Reading text –
* * * * * * * * *
Every person reading this has experienced and witnessed suffering.
Life guarantees we will get a front-row seat to another person's suffering at some point. I'm writing this post because I have a friend who is going through some things right now. None of us want to see her suffer, but it is happening anyway, and we must get through it in the best way possible.
You might not think you’re good at it, but you can improve.
The first time I witnessed intense suffering up close was in my late twenties when I was pregnant with my first child. I was beyond excited, as first-time mothers are. I was reveling in my baby bump with every flutter and kick of my little girl. I'd longed to be pregnant and was thrilled when it was finally my turn.
But while I was celebrating, a family living just two doors down on our city block was experiencing a nightmare. Their seven-year-old was dying. After years of cancer treatments, PJ was in his final days.
* * * * * * * * *
Records supplied –
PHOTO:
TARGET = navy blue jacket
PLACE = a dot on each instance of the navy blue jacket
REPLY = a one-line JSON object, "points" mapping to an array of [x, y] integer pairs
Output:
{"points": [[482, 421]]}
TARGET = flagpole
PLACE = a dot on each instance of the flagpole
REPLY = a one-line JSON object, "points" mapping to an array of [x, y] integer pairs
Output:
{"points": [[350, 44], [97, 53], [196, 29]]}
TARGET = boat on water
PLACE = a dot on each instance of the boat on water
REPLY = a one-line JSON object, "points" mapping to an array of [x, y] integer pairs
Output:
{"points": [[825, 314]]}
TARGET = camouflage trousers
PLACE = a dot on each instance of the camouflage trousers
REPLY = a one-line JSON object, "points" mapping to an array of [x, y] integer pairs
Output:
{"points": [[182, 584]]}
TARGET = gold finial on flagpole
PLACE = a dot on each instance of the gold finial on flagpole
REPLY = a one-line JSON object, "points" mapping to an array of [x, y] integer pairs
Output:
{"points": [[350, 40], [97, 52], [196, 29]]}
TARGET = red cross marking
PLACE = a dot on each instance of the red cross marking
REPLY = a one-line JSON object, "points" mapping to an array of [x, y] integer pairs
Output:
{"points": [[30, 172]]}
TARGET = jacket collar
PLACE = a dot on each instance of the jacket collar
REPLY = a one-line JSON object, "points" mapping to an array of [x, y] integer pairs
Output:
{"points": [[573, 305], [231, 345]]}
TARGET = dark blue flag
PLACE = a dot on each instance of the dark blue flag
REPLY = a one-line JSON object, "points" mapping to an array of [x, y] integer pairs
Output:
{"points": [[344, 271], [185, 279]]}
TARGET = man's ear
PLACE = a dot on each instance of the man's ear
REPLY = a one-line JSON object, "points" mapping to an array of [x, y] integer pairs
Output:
* * * * * * * * *
What this exercise asks –
**a.** Quote every sentence in the text about witnessing suffering that contains a form of the word "suffer."
**b.** Continue the text about witnessing suffering from its final sentence.
The lines have no connection to the text about witnessing suffering.

Answers to the exercises –
**a.**
Every person reading this has experienced and witnessed suffering.
Life guarantees we will get a front-row seat to another person's suffering at some point.
None of us want to see her suffer, but it is happening anyway, and we must get through it in the best way possible.
The first time I witnessed intense suffering up close was in my late twenties when I was pregnant with my first child.

**b.**
Since birth, he'd looked like an angel that'd fallen straight from heaven with his big blue eyes and downy white hair.
Now he was bedbound and withering away.
In the morning, I'd wake up happy and excited, but as soon as I stepped outside to get in my car, I felt the sorrow pouring out of that house, and there was nothing I could do about it.
Even though I hadn't given birth, I could imagine myself in his mother's shoes and what it must feel like.
It seemed wrong to feel immense joy while simultaneously feeling so much sadness. How could both coexist? I felt guilty that my neighbors were about to lose their youngest while I celebrated the start of a new life.
Being pregnant magnified everything I felt, from empathy to sadness, helplessness, and guilt. I hate to admit this, but I was also mad that their sadness was leaking into what was supposed to be the happiest time of my life.
Being so young, I didn't have the emotional depth or breadth to be with or support PJ's family.
Since then, life has given me more unwanted experiences in the how-to-handle-suffering department.
Because of yoga, you have skills.
The skills are so basic that you, including newbie yoga students, can build this muscle with every practice.
Staying in an asana or pose longer than you would like is one way to build resilience to discomfort. When every fiber in you tells you to "jump ship," but you hang in there just a few seconds longer, you've acquired stamina that you can use in everyday emotional experiences.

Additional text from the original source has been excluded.